SHORT TASK: List every line in the items that contains the word "tile". Matching is case-sensitive.

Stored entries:
* begin *
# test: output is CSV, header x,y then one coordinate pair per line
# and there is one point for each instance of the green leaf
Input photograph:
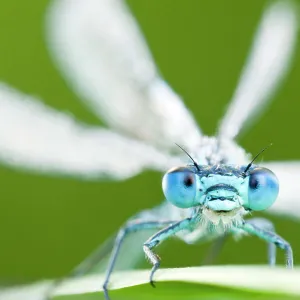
x,y
208,282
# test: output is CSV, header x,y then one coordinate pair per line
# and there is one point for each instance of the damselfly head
x,y
221,188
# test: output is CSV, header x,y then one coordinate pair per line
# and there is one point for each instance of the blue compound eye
x,y
263,189
180,186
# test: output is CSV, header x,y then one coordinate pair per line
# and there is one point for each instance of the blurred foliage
x,y
48,224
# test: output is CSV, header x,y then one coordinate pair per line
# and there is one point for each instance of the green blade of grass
x,y
238,281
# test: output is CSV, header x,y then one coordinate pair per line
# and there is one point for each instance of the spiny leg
x,y
159,237
132,226
217,246
215,249
265,224
270,237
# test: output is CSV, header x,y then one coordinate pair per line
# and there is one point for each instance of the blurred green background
x,y
47,224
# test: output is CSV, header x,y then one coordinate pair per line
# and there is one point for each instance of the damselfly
x,y
101,52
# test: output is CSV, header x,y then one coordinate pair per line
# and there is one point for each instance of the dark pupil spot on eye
x,y
253,182
188,180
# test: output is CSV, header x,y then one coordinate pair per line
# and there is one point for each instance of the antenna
x,y
195,164
255,157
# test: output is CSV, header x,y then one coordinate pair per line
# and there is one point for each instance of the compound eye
x,y
180,186
263,189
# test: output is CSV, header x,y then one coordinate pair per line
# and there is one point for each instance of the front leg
x,y
161,236
271,237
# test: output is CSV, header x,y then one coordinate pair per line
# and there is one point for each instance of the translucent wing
x,y
288,174
36,137
98,47
268,62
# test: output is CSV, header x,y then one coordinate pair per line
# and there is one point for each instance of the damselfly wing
x,y
145,117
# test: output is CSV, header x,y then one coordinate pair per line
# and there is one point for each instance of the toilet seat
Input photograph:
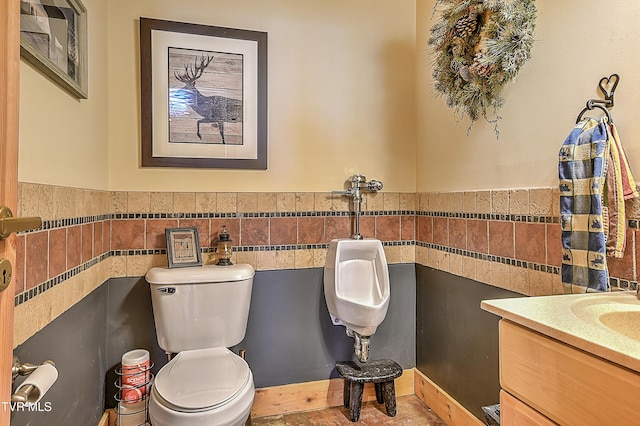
x,y
201,380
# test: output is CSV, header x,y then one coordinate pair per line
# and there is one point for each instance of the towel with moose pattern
x,y
582,172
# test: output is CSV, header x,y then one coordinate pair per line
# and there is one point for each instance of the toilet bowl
x,y
199,312
356,284
202,387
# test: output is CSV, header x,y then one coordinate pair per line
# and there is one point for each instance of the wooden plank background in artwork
x,y
223,77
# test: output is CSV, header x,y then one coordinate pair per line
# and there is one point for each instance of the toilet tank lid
x,y
200,274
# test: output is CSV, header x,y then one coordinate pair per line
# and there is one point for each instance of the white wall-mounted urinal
x,y
356,284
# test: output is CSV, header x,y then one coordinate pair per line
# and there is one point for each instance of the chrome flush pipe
x,y
358,184
360,345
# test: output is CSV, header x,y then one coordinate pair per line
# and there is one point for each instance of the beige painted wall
x,y
577,43
341,93
64,141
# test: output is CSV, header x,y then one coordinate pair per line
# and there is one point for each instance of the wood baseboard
x,y
316,395
321,394
447,408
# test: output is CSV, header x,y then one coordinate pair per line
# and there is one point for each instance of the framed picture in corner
x,y
183,247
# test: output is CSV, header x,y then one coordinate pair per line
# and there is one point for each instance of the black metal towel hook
x,y
607,86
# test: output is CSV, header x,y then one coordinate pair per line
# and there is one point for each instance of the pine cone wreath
x,y
466,25
480,66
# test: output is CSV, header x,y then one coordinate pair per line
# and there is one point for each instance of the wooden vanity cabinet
x,y
547,382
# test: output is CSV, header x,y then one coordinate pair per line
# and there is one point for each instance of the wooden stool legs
x,y
385,393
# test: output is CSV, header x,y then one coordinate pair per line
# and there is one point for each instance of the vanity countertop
x,y
603,324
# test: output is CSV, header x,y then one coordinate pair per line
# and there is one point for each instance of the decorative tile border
x,y
534,206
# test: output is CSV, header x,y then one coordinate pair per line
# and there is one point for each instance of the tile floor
x,y
410,411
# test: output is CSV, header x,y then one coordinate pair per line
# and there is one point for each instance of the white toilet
x,y
199,312
356,288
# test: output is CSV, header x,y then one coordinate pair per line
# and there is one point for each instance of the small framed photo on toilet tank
x,y
183,247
* end *
ANSWER TO THIS EXERCISE:
# and there is one point for each instance of the decorative tile border
# and there is one point for each instance of the tile floor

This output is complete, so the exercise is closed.